EXERCISE AIM: Type out all the records once more, exactly.

DATA EXTRACT:
========================================

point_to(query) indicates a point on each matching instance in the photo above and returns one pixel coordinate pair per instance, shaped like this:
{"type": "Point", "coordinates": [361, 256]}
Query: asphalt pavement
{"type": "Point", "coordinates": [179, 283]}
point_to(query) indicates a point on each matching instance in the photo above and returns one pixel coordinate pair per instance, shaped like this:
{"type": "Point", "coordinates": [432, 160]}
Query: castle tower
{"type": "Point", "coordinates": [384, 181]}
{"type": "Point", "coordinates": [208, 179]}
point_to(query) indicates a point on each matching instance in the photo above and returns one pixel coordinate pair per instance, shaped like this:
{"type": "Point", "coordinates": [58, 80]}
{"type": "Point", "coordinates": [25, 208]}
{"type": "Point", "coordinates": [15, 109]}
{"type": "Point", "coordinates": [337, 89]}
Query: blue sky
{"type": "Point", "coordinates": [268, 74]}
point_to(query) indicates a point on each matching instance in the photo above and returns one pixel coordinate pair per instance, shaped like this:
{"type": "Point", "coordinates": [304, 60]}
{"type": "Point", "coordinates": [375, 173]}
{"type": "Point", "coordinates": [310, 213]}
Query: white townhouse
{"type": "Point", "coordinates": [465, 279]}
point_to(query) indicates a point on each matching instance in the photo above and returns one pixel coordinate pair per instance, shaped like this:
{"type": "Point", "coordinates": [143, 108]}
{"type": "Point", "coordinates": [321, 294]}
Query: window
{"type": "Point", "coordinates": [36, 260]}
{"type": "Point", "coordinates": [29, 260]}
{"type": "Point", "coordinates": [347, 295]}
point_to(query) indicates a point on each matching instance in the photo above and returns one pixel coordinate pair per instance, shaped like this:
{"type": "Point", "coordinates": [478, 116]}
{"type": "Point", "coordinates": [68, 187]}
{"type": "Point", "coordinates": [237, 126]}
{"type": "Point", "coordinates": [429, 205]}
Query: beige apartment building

========================================

ANSWER FOR THE TASK:
point_to(query) indicates a point on each matching instance in the photo above and returns one pixel coordinate pair per instance, shaped like this:
{"type": "Point", "coordinates": [361, 256]}
Query: asphalt pavement
{"type": "Point", "coordinates": [179, 283]}
point_to(query) indicates a point on each matching instance in the photo above and returns one pixel coordinate pair per instance, shaped like this:
{"type": "Point", "coordinates": [432, 160]}
Query: castle tower
{"type": "Point", "coordinates": [384, 181]}
{"type": "Point", "coordinates": [208, 179]}
point_to(query) indicates a point on each matching instance in the photo above and returns one pixel coordinate pair per instance, shaped like this:
{"type": "Point", "coordinates": [58, 80]}
{"type": "Point", "coordinates": [25, 208]}
{"type": "Point", "coordinates": [15, 109]}
{"type": "Point", "coordinates": [337, 89]}
Query: blue sky
{"type": "Point", "coordinates": [268, 74]}
point_to(query) indicates a point on each matching instance in the photo above and returns one pixel coordinate pair per instance, shaped like this:
{"type": "Point", "coordinates": [304, 60]}
{"type": "Point", "coordinates": [375, 173]}
{"type": "Point", "coordinates": [310, 213]}
Query: white townhouse
{"type": "Point", "coordinates": [465, 279]}
point_to(query) indicates a point on each matching instance in the photo above and returns one pixel coordinate pair per instance, shaped like this:
{"type": "Point", "coordinates": [143, 108]}
{"type": "Point", "coordinates": [321, 294]}
Query: window
{"type": "Point", "coordinates": [36, 260]}
{"type": "Point", "coordinates": [29, 260]}
{"type": "Point", "coordinates": [347, 295]}
point_to(query) indicates a point on each matching instance in the photo above and returns one pixel coordinate pair per instance, shaped like this:
{"type": "Point", "coordinates": [478, 116]}
{"type": "Point", "coordinates": [68, 187]}
{"type": "Point", "coordinates": [237, 126]}
{"type": "Point", "coordinates": [429, 205]}
Query: beige apartment building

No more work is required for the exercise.